(Data excerpts)
☆ ☆ ☆

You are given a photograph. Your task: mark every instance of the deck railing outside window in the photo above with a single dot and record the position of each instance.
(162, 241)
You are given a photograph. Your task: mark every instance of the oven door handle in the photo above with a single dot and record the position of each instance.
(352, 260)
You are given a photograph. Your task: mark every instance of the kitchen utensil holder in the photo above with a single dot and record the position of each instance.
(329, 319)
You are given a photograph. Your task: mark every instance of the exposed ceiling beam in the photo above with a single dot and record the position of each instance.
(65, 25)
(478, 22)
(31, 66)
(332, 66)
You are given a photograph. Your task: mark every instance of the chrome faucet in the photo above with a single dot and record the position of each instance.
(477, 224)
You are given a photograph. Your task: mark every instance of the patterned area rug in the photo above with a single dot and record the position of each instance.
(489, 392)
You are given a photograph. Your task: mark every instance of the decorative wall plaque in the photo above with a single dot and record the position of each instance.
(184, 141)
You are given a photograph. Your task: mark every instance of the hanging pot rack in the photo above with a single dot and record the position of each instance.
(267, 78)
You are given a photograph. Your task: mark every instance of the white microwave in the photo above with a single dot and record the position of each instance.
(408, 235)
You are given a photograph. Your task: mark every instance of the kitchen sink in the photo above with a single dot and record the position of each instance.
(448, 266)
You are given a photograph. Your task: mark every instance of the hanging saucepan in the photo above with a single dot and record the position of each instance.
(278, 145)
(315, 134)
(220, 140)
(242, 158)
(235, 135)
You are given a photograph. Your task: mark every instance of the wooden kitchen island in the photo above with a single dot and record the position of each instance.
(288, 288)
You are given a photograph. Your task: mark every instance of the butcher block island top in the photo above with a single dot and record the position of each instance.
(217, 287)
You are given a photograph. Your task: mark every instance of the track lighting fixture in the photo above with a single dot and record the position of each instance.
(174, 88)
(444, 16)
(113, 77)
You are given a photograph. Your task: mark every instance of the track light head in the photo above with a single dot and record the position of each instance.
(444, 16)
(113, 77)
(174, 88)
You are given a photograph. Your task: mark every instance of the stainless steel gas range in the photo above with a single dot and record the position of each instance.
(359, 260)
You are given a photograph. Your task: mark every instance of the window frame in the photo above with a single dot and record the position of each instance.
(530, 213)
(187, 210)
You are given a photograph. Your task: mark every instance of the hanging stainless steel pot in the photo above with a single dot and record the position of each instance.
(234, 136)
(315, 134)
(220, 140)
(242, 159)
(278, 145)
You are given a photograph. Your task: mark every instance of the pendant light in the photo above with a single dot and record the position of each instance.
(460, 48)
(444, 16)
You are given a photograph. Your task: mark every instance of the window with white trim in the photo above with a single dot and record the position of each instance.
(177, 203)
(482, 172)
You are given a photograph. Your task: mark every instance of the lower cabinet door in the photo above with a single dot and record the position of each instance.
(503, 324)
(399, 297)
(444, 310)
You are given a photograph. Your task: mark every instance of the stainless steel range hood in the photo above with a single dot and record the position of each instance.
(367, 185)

☆ ☆ ☆

> _TASK DESCRIPTION_
Would you copy each line of the data exactly as it appears above?

> _WRITTEN RESPONSE_
You are given a photograph. Your task: mark every instance of the deck railing outside window in the photo above with a single dot and record the position of each instance.
(162, 241)
You are given a photograph. Your task: mark every instance of the oven door handle in the photo above with a single dot and record the position of each instance.
(352, 260)
You are given a photograph. Your task: mark every instance of the kitchen utensil holder in the photo above with a single dot and record the position of each instance.
(329, 319)
You are given a photograph. Your task: mark every instance of the exposed ceiling beam in the photo above with a single dot and record the position of each instance.
(65, 25)
(478, 22)
(31, 66)
(332, 66)
You are given a photograph. Your task: mark every instance of the chrome faucet in the photo above with a single dot and record the position of each instance.
(477, 224)
You are given a photograph. Your task: mark every instance of the patterned area rug in the photo above with a single dot and record the position of each instance.
(489, 392)
You are given a photograph. Your task: mark every instance of the decorative wall plaque in the photo above with a single dot and record the position of each instance.
(184, 141)
You are given a photograph. Your task: mark every instance of the hanging pot rack in the photo above with a single dot and record the position of each instance.
(267, 78)
You are given a photograph. Your task: mark every instance of the white microwave in the photo above with a single dot and record the position of each instance.
(408, 235)
You are given a photograph. Your task: mark every instance of the kitchen sink in the photo above with a single dot and record the position of each instance.
(448, 266)
You are given a photograph. Your task: mark every instance of the hanging saucepan in the photo above with a single dot and record the position of each instance.
(278, 145)
(315, 134)
(220, 140)
(242, 158)
(235, 135)
You are given a photograph. Your task: mark every instance of the wooden kitchen island in the photo above with a single dot and record the position of each instance.
(288, 288)
You are given a photograph. Your task: mark every instance of the butcher block island top in the photo above with a single dot and record the position of each instance.
(217, 287)
You are given a photograph. Your task: mark every instance of the track lighting fixture in the photo above with a single dot and record the position of each instance.
(174, 88)
(444, 16)
(113, 77)
You are given a photograph. Your task: mark every instance of the track light head in the photo above with a single dot and record the position of each instance.
(444, 16)
(113, 77)
(174, 88)
You are given a photograph. Your task: mark every instance of the stainless steel gas range in the photo above with a single dot and record the position of each instance.
(359, 260)
You are given a photograph. Your task: mark every instance of the window frame in the photo above with a single dot and record the position of each instance.
(530, 213)
(187, 210)
You are given a photograph. Your task: mark every instance of the hanging stainless steel pot in the photo above with a single dot and record the position of each instance.
(234, 136)
(315, 134)
(220, 140)
(242, 159)
(278, 145)
You are given a photograph. Your task: mark every instance of the pendant light in the photo above with a single dot and record the position of each instance.
(460, 48)
(444, 16)
You are given a photograph. Your task: mark every instance of the window with white trim in the photo above with a single dot and record the position of each instance.
(177, 203)
(482, 172)
You are given a photograph. Your task: mark every instance of the lower cabinet door in the photo above with a single dot and record the position of each instance.
(503, 324)
(399, 297)
(444, 310)
You are given a photograph. Your task: mark every instance of the stainless steel range hood in the photo above with a single dot and record the position of each instance.
(367, 185)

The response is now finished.